Finally, the synopsis: Skarsgard plays Father Merrin (the priest Max Von Sydow portrayed in “The Exorcist”) as a young man, living in Africa in personal exile. The reason for his essentially hiding out where no one can find him: the first scene of the film, which is quite powerful, shows Merrin and a group of villagers being terrorized by Nazis during the Holocaust. Merrin’s inability to save those around him breaks him of his faith. While establishing himself as an archeologist, Merrin uncovers a buried temple with a dubious past. The unveiling of the temple unleashes a demon that posses a young man, Cheche (Billy Crawford, in an outstanding performance) and forces Merrin to reconsider his stance on faith.
Schrader paces this film like a 1970’s film, assuming, perhaps incorrectly, that an audience (and Morgan Creek) would accept an emphasis on mood and character over cheap thrills. He takes his time getting to the spooky stuff, making the sudden turn to strange territory all the more jarring. Cinematographer Vittorio Storaro makes this elegant, and the screenplay has sharp dialog (Merrin’s explanation of his atheism: “I chose good, evil happened”).
Skarsgard is solid and he’s supported well by Clara Bellar and Gabriel Mann. Cheche is a great character- we immediately sympathize with the character and his unusual transformation gradually introduces the story’s supernatural aspect. The pain and guilt the main characters feel about surviving the Holocaust comes across in the performances , and there’s a brief, eerie dream sequence that references both Hitchcock’s “Spellbound” and the original “Exorcist.”

* Challenge 1:
Rewrite the film review starting with "Finally, the synopsis: Skarsgard" and going on through "stance on faith.", changing "temple" to "shrine".
* Challenge 2:
Carry the film review on from its last sentence.
The data below has nothing to do with any of this.

* Stored data:
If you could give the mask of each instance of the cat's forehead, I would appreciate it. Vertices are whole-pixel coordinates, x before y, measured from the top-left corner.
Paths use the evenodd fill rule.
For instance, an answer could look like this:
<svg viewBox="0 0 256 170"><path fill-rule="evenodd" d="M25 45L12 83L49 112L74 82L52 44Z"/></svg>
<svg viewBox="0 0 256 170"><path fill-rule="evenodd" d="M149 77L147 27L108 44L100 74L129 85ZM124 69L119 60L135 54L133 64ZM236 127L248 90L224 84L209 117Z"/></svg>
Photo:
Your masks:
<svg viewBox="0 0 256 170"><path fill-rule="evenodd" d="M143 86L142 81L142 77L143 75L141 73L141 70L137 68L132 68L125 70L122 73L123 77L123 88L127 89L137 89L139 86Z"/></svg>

* Result 1:
Finally, the synopsis: Skarsgard plays Father Merrin (the priest Max Von Sydow portrayed in “The Exorcist”) as a young man, living in Africa in personal exile. The reason for his essentially hiding out where no one can find him: the first scene of the film, which is quite powerful, shows Merrin and a group of villagers being terrorized by Nazis during the Holocaust. Merrin’s inability to save those around him breaks him of his faith. While establishing himself as an archeologist, Merrin uncovers a buried shrine with a dubious past. The unveiling of the shrine unleashes a demon that posses a young man, Cheche (Billy Crawford, in an outstanding performance) and forces Merrin to reconsider his stance on faith.

* Result 2:
There are subplots about tribesman and cruel British soldiers that wallow in stereotypes and never draw us in. The film missteps whenever it leaves the central four characters. The overall end result is uneven, with some scenes feeling unfinished or cut short. The sparse special effects also have an on-again, off-again quality, as does the music, which often resembles a temp score.
The exorcism scene is refreshingly different and strange, with Merrin faced with a bargain right out of Faust and somewhat similar to Satan’s temptation of Christ (“all this could be yours”). The compelling quality of this sequence, which brings us right back to the Holocaust opener, is followed by a subpar wrap-up. We get more of an art movie finish than an earth-shaking meeting between good and evil.
“Dominion” is cool to see just as a survivor of movie studio bureaucracy but, flaws and all, it’s still a gripping, thought-provoking work.